┌─ Fragmento proporcionado

Ceniza somos y ceniceros llenaremos: en homenaje a Javier Marías

«Lo más intolerable es que se convierta en pasado quien uno imaginaba como futuro.» (Mañana en la batalla piensa en mí, 1994)

Como inquisidora y fisgona profesional hubiera preferido conocer al Escritor en el despacho donde tantas veces había sido retratado junto a su máquina de escribir Olympia, casi siempre con un cigarro entre índice y corazón izquierdos y la ceja enarcada sobre una mirada de soslayo que podría antojarse altiva pero que a mí, al menos en dichos retratos, siempre me había parecido incitadora, tal vez una invitación al acercamiento y la conversación aguda, da igual si sobre temas trascendentes o más bien triviales. Pero finalmente se acordó que el encuentro tendría lugar en una coctelería del centro, a unos veinte minutos de paseo desde el apartamento del Escritor, y yo perdí la oportunidad de husmear entre los libros que conformaban el abarrotado corazón de unos inabarcables anaqueles que fueron modelo anónimo en revistas y que custodiaban —o custodian, porque quiero creer que aún lo hacen o al menos lo harán durante algún tiempo más— decenas de figuritas de plomo alineadas con anárquico rigor.

└─
┌─ Fragmentos de datos

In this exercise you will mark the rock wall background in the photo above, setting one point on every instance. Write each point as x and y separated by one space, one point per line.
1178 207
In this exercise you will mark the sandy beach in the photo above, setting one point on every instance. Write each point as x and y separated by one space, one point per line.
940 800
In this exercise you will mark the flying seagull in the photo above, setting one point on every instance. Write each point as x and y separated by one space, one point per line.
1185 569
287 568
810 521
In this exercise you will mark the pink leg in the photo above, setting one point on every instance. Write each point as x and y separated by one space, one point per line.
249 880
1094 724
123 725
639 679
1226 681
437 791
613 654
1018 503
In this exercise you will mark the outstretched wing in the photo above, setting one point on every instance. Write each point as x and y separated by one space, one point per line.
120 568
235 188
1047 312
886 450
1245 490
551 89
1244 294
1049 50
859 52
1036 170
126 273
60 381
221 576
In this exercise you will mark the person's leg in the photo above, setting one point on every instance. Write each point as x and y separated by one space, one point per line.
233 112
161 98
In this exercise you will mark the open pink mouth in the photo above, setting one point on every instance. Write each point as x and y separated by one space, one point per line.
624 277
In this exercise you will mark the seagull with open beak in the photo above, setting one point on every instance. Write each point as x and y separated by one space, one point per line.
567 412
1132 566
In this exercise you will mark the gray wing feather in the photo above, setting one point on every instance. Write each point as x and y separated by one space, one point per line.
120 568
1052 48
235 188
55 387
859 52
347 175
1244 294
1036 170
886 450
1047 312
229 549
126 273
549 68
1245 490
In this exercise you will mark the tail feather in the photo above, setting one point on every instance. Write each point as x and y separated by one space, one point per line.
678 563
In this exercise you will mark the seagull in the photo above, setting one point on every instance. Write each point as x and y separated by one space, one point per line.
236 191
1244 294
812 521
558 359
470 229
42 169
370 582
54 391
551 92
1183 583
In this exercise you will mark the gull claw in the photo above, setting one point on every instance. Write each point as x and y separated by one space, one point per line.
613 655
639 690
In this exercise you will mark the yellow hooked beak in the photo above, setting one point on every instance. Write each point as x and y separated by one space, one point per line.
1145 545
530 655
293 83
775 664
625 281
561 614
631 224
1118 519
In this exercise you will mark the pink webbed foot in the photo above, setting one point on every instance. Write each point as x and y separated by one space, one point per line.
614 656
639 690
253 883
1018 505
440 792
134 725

└─
┌─ Fragmentos de datos

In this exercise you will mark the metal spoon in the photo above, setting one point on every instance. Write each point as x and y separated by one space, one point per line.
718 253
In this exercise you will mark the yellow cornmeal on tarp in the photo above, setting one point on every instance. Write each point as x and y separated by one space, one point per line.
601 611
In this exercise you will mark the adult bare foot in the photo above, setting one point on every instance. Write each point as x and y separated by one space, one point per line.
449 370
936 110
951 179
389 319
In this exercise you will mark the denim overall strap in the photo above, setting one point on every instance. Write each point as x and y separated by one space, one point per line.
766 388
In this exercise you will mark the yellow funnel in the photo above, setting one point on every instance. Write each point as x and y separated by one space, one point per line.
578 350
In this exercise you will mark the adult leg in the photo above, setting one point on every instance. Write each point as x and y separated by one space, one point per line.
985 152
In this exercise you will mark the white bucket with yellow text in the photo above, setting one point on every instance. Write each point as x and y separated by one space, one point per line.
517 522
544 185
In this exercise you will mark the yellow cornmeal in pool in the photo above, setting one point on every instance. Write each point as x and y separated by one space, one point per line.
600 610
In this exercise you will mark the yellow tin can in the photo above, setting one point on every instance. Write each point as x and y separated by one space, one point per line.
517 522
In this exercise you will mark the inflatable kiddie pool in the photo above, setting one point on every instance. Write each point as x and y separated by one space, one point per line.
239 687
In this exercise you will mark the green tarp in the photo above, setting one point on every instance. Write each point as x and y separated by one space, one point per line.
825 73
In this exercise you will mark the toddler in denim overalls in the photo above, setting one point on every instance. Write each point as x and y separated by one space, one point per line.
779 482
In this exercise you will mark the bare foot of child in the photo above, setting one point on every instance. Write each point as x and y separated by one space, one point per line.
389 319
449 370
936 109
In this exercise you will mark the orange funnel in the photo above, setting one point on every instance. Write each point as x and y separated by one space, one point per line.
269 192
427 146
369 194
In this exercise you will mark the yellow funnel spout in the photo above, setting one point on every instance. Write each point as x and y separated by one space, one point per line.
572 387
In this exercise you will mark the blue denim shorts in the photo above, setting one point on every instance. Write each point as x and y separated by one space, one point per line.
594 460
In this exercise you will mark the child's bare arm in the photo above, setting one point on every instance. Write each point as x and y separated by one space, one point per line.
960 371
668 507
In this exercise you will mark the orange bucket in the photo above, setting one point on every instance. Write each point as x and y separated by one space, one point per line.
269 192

└─

** Tareas propuestas **
A – Responde estas preguntas sobre el homenaje a Javier Marías:
(i) ¿De qué obra procede la cita inicial y en qué año se publicó?
(ii) ¿De qué marca era la máquina de escribir que aparecía en los retratos del Escritor?
(iii) ¿Dónde se acordó que tendría lugar el encuentro?
B – Prolonga el homenaje a Javier Marías a partir de su última frase.
Los datos no intervienen en nada de esto.

** Resultados finales **
A –
(i) De Mañana en la batalla piensa en mí, de 1994.
(ii) Olympia.
(iii) En una coctelería del centro, a unos veinte minutos de paseo desde el apartamento del Escritor.

B –
Llegué al lugar de la cita con bastante adelanto. La puerta giratoria de la coctelería me depositó frente a la primera mesa, la más próxima al ventanal, y me senté a esperar con mi grabadora y mi libreta en el bolso sin saber todavía —aunque pronto y sin quererlo iba a terminar sabiendo— que una regresaría sin voces fijadas y la otra con tercos espacios en blanco entre mis notas.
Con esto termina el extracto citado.